**TEXT SECTION**
▬▬▬

Grief. Two years later.

Grief.

“a. deep sorrow, especially that caused by someone’s death.”

Such a tricky word that encompasses so much, yet feels too small to cover the feeling it brings. If you are walking into the Christmas season with grief in your heart, I feel you.

Today, it has been two years since I received the word that my father was missing. Tonight, it will be two years since mental illness ended his life.  I was a thousand miles away and within minutes my life changed forever. Walking into “the most wonderful time of the year” while also feeling like I’d rather skip it is my new normal. And I know I am not alone. I know there are friends around the globe wishing they would wake up and Christmas would be over because it’s a chore to fake joy every day in December.

▬▬▬

**REQUIRED TASK 1**
In the grief essay, how long has it been since the writer got word that their father was missing?
**REQUIRED TASK 2**
In the listing, switch "component" to "module" in the lines starting with the line with "camouflage pocket, each" and going on through the end of the listing, leaving everything else unchanged. Give back only those lines.
The listing that comes next is unrelated to the grief essay.

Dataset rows
▬▬▬

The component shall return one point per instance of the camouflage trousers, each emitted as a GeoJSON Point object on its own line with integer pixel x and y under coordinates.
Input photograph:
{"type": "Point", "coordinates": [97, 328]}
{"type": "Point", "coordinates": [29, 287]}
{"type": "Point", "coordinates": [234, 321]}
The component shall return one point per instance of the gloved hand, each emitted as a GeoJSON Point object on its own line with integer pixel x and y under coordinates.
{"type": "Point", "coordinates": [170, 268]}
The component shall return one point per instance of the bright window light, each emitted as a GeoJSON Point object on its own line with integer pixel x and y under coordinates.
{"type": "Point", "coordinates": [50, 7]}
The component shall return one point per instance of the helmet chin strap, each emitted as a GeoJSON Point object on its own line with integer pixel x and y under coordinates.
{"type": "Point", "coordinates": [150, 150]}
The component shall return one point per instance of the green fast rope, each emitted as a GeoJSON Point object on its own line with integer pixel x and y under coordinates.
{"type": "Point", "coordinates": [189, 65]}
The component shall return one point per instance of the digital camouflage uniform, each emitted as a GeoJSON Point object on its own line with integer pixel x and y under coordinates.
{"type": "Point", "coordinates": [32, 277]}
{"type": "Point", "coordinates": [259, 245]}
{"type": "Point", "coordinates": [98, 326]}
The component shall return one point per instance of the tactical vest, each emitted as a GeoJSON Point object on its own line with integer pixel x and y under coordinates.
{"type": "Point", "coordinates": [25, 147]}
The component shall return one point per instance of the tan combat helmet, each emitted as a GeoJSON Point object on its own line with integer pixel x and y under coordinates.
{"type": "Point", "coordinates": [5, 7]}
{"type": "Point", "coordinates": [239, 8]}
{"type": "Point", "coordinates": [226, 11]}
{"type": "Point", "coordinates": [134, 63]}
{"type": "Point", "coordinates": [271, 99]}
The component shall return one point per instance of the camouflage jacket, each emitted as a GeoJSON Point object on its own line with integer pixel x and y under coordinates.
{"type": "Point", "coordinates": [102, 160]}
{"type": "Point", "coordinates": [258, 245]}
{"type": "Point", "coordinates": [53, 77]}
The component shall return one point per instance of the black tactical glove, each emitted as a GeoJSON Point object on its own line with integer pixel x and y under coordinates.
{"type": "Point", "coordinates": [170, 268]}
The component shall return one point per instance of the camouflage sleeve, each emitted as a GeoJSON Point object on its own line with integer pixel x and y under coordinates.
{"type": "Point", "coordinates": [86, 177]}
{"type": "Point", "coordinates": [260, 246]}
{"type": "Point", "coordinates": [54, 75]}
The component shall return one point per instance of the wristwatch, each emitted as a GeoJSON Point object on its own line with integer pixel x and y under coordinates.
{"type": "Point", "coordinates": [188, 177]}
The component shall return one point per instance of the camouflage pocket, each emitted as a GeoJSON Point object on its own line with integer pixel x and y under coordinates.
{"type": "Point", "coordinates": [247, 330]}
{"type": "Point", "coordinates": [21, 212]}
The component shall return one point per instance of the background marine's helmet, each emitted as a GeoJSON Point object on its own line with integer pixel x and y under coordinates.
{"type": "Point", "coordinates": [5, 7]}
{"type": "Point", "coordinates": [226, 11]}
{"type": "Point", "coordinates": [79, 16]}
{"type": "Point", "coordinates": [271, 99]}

▬▬▬

**FULL OUTPUT 1**
Two years.

**FULL OUTPUT 2**
The module shall return one point per instance of the camouflage pocket, each emitted as a GeoJSON Point object on its own line with integer pixel x and y under coordinates.
{"type": "Point", "coordinates": [247, 330]}
{"type": "Point", "coordinates": [21, 212]}
The module shall return one point per instance of the background marine's helmet, each emitted as a GeoJSON Point object on its own line with integer pixel x and y under coordinates.
{"type": "Point", "coordinates": [5, 7]}
{"type": "Point", "coordinates": [226, 11]}
{"type": "Point", "coordinates": [79, 16]}
{"type": "Point", "coordinates": [271, 99]}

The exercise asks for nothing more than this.